__WORK INSTRUCTIONS__. Copy out the data exactly as it appears, without a single image.

(Beginning of DATA FOR THIS EXERCISE)

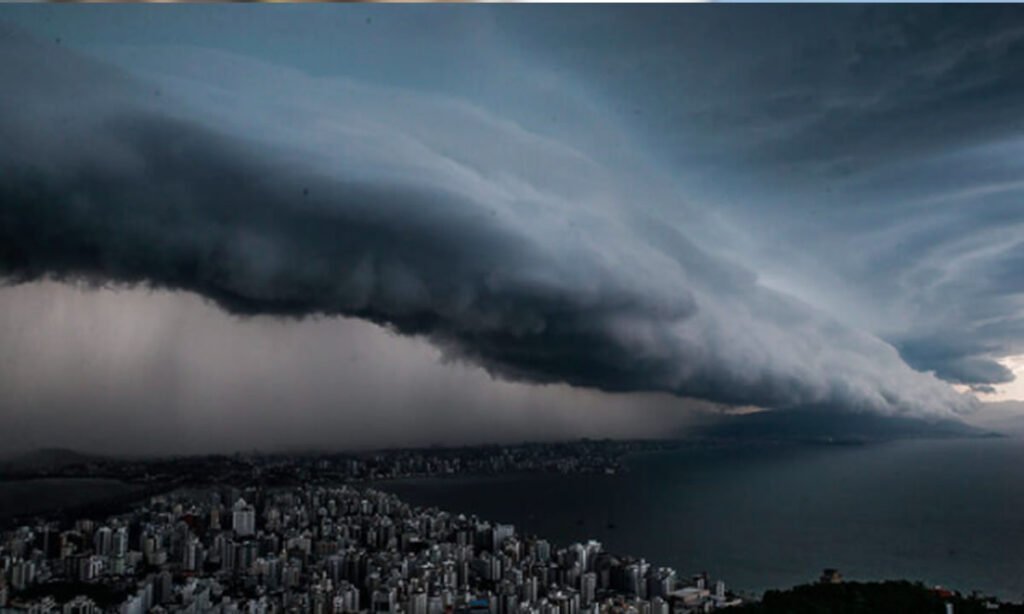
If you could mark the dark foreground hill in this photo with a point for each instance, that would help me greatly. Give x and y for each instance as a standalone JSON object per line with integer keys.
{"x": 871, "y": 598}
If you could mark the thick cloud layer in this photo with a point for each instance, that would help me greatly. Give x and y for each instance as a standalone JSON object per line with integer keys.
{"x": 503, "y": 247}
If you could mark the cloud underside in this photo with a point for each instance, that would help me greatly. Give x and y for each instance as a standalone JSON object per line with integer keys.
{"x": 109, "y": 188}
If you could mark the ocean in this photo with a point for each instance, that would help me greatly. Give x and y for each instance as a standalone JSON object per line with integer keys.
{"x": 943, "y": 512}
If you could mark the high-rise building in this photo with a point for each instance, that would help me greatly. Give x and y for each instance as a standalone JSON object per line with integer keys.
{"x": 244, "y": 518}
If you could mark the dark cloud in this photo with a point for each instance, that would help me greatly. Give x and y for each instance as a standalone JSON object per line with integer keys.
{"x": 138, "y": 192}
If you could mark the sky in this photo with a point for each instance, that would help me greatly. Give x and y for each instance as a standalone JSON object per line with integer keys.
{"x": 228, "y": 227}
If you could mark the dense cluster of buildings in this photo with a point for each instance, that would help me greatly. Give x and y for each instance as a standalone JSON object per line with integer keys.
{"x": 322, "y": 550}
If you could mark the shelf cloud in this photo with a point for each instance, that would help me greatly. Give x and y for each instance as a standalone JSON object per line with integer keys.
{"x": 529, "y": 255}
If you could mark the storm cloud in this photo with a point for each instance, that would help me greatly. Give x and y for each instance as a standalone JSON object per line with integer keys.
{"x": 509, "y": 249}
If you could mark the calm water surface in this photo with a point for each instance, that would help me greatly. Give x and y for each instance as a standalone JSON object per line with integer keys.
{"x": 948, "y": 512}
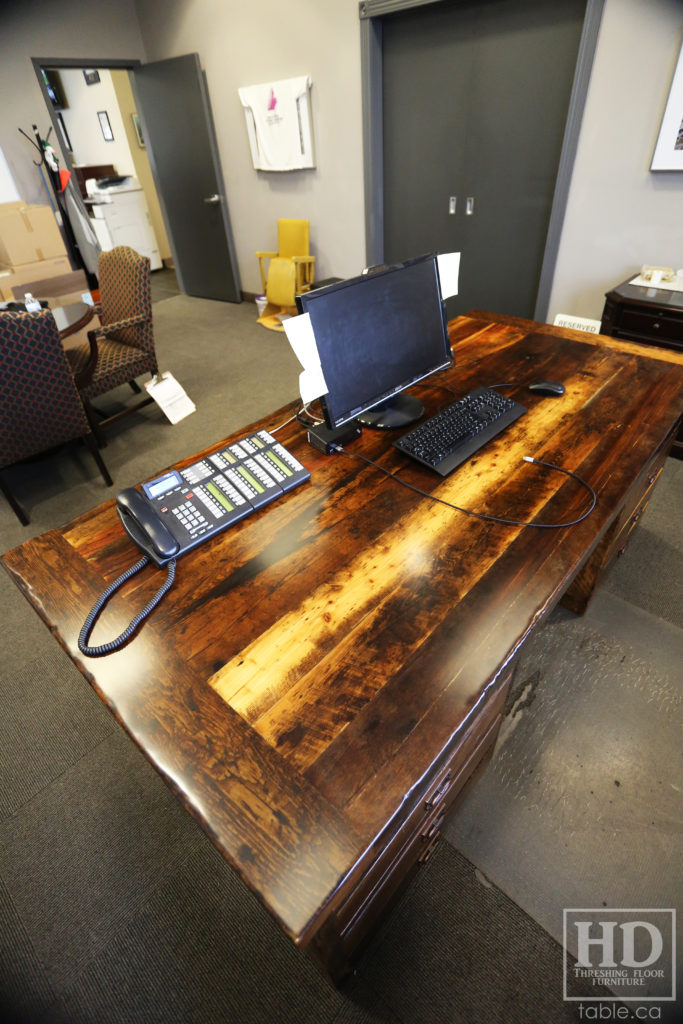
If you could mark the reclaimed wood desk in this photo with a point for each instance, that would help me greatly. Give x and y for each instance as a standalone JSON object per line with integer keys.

(End of DATA FOR THIS EXERCISE)

__RESULT OF THIS EXERCISE__.
If you could mark the dark foreground hill in this photo with a point for each instance, that would help me greatly. Give x and y for each instance as a standalone JSON object per line with integer keys.
{"x": 871, "y": 598}
If you could mark the thick cloud layer in this photo with a point for each instance, that would help me greatly. Give x and y for each instance as a standalone JSON object per line with integer keys.
{"x": 503, "y": 247}
If you could mark the cloud underside in this photo with a point for each instance, that would help me greatly. Give x and y for each instance as a standalone JSON object per line with integer keys.
{"x": 109, "y": 188}
If you could mark the ocean in this photo with a point for each instance, that would help me greatly. Give x and y for each instance as a standalone JSON object per line with integer keys.
{"x": 943, "y": 512}
If you could mark the high-rise building in this photo with a point for each instance, that would help me greatly. Give x and y for each instance as a standalone JSON object per line with integer keys.
{"x": 244, "y": 518}
If you could mark the dark cloud in this photo with a point for each instance, that would help me greatly. Give x and y for each instance as a standalone JSON object per line with integer keys.
{"x": 138, "y": 192}
If you could mark the sky in this photo with a point for each instance, that would help me greatly. Give x and y for each instance as a standalone JSON object per line with integer keys.
{"x": 228, "y": 227}
If you could mark the dense cluster of buildings in this photo with a point for each instance, that would help me greatly. Give x and y for each instance as a standalone JSON object per line with integer keys.
{"x": 322, "y": 550}
If you could mark the shelf cloud in this photo with a point for each instance, that would help me greatly. Give x and y for each instance as a standalone JSON object per line with integer keys.
{"x": 529, "y": 255}
If you could mark the storm cloud in this photo with a point for each instance, that would help me greatly. Give x and y for each instance as a standalone JSON object per line with integer keys.
{"x": 509, "y": 249}
If you could mark the calm water surface in this photo with a point for each instance, that would help me greatly. Give x and y for each instance as a standalone JSON object per line with integer keys.
{"x": 948, "y": 512}
If you could mark the reclaimed wood desk in this photo with a point for each instance, that would help me greatly. Give x and y for each instance as a standalone JSON object per line with integer keys.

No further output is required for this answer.